▶ [What is required]:
Send back every record word for word, with nothing missing.

▶ [Extracted data]:
>>>>

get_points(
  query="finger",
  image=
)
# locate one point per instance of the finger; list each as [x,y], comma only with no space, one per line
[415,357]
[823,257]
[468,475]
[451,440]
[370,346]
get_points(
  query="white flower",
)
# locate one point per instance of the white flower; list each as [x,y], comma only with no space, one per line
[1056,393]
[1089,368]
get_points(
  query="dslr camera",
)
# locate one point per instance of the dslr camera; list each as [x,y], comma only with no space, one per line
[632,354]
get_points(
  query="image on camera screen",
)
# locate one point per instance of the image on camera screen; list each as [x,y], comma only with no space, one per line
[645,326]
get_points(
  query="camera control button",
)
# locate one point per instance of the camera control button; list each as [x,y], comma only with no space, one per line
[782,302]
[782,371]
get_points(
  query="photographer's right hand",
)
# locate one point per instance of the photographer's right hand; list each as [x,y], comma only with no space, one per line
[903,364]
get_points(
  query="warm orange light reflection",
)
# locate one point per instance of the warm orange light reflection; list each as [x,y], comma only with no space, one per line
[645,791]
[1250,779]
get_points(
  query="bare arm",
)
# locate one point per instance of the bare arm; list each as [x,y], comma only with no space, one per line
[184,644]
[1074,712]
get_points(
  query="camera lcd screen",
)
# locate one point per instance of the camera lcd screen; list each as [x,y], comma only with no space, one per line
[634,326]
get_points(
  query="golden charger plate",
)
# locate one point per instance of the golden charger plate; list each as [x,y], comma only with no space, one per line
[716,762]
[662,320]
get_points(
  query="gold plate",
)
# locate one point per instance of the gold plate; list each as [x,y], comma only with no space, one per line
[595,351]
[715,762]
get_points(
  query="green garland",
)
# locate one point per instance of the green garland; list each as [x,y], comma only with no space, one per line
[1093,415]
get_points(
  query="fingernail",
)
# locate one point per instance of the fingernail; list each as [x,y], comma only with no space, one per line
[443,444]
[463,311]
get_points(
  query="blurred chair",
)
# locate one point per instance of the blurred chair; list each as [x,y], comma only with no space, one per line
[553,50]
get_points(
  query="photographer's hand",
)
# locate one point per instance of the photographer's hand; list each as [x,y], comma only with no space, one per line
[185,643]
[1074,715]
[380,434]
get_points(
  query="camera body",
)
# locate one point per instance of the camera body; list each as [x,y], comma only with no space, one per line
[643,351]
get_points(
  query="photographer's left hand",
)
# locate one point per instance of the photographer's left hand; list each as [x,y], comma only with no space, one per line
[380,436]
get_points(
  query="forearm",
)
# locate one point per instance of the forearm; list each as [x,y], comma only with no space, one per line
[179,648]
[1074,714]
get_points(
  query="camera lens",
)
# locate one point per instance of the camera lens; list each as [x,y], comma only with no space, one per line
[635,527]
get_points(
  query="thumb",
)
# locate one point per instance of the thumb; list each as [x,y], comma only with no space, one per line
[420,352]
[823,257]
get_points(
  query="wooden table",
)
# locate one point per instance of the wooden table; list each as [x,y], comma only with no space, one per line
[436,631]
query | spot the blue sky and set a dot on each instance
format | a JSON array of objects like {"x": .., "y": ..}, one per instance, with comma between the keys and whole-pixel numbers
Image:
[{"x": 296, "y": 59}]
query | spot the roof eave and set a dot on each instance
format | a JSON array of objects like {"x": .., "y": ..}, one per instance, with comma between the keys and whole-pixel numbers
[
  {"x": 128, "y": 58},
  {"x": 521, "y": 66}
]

<<<<

▶ [Solution]:
get_points(
  query="finger",
  image=
)
# locate one point per instance of the finger; list each as [x,y], comma only with no space, one per line
[415,357]
[823,257]
[468,475]
[451,440]
[370,346]
get_points(
  query="white flower",
)
# locate one point per instance of the white flower; list each as [x,y], comma only with no space, one per line
[1056,393]
[1089,368]
get_points(
  query="dslr camera",
)
# locate one point per instance of the dslr camera; list each as [x,y], comma only with no space, one per line
[632,354]
get_points(
  query="image on camera screen",
)
# locate one point per instance of the image on camera screen; list each as [x,y], comma only with no space, one per line
[645,326]
get_points(
  query="camera control button",
)
# locate one point per instance of the camera control button; list each as [x,y], comma only with no space, one per line
[782,302]
[782,371]
get_points(
  query="photographer's right hand",
)
# locate one point per instance of the photographer's right hand; list each as [x,y], comma only with no space, one per line
[903,364]
get_points(
  query="warm orange light reflection",
)
# locate one point per instance of the warm orange light reflection; list each as [x,y], comma only with no space, one per line
[645,791]
[1250,779]
get_points(
  query="bare arm",
)
# locate one point per instance of the bare arm; list each as [x,y], comma only with no space, one per line
[184,644]
[1074,712]
get_points(
  query="camera lcd screen",
)
# locate one point per instance of the camera lcd screen; list each as [x,y], comma only with no space, one per line
[634,326]
get_points(
  query="golden charger plate",
)
# locate one point per instance of the golden charger plate; list each as [x,y], comma only with no space, one per line
[716,762]
[662,320]
get_points(
  query="gold plate",
)
# locate one point per instance of the gold plate; list each as [x,y], comma only with no space, one per line
[595,351]
[715,762]
get_points(
  query="green garland",
)
# locate one point per instance of the green garland; list each as [x,y], comma only with no space, one per line
[1093,415]
get_points(
  query="fingernail",
)
# locate one point per instance of the fingernail; list each as [x,y], comma only with no space, one per line
[443,444]
[463,311]
get_points(
  query="blurred chair",
)
# locate one point per instance of the blurred chair; list each as [x,y], comma only with no space, one per line
[553,50]
get_points(
  query="photographer's hand",
)
# locate one point per instance of the photographer's hand; list each as [x,y], comma only with no space, one per line
[185,643]
[1074,715]
[380,434]
get_points(
  query="camera body",
)
# locate one point per instance of the camera body; list each as [x,y], comma only with no space, one per line
[643,351]
get_points(
  query="photographer's left hand",
)
# locate one point per instance of the photographer's left hand; list each as [x,y], comma only with no space, one per line
[380,436]
get_points(
  query="forearm",
)
# locate one point per instance of the forearm; list each as [x,y], comma only with no space, one per line
[179,648]
[1074,714]
get_points(
  query="camera lens",
)
# locate one point per instance of the camera lens; list each as [x,y], comma only with no space, one per line
[635,527]
get_points(
  query="thumb",
)
# locate one point per instance of the thumb; list each as [x,y], comma only with no space, one per line
[420,352]
[823,257]
get_points(
  query="wooden table",
)
# locate one point per instance of the wooden table; list each as [x,y], comma only with no space, one per line
[436,631]
query | spot the blue sky and set a dot on each instance
format | a JSON array of objects like {"x": .., "y": ..}, one per instance, with comma between the keys and whole-pixel numbers
Image:
[{"x": 296, "y": 59}]
query | spot the roof eave and set a dot on each instance
format | a JSON array of objects like {"x": .., "y": ..}, one per instance, with comma between the keys and whole-pixel numbers
[
  {"x": 128, "y": 58},
  {"x": 521, "y": 66}
]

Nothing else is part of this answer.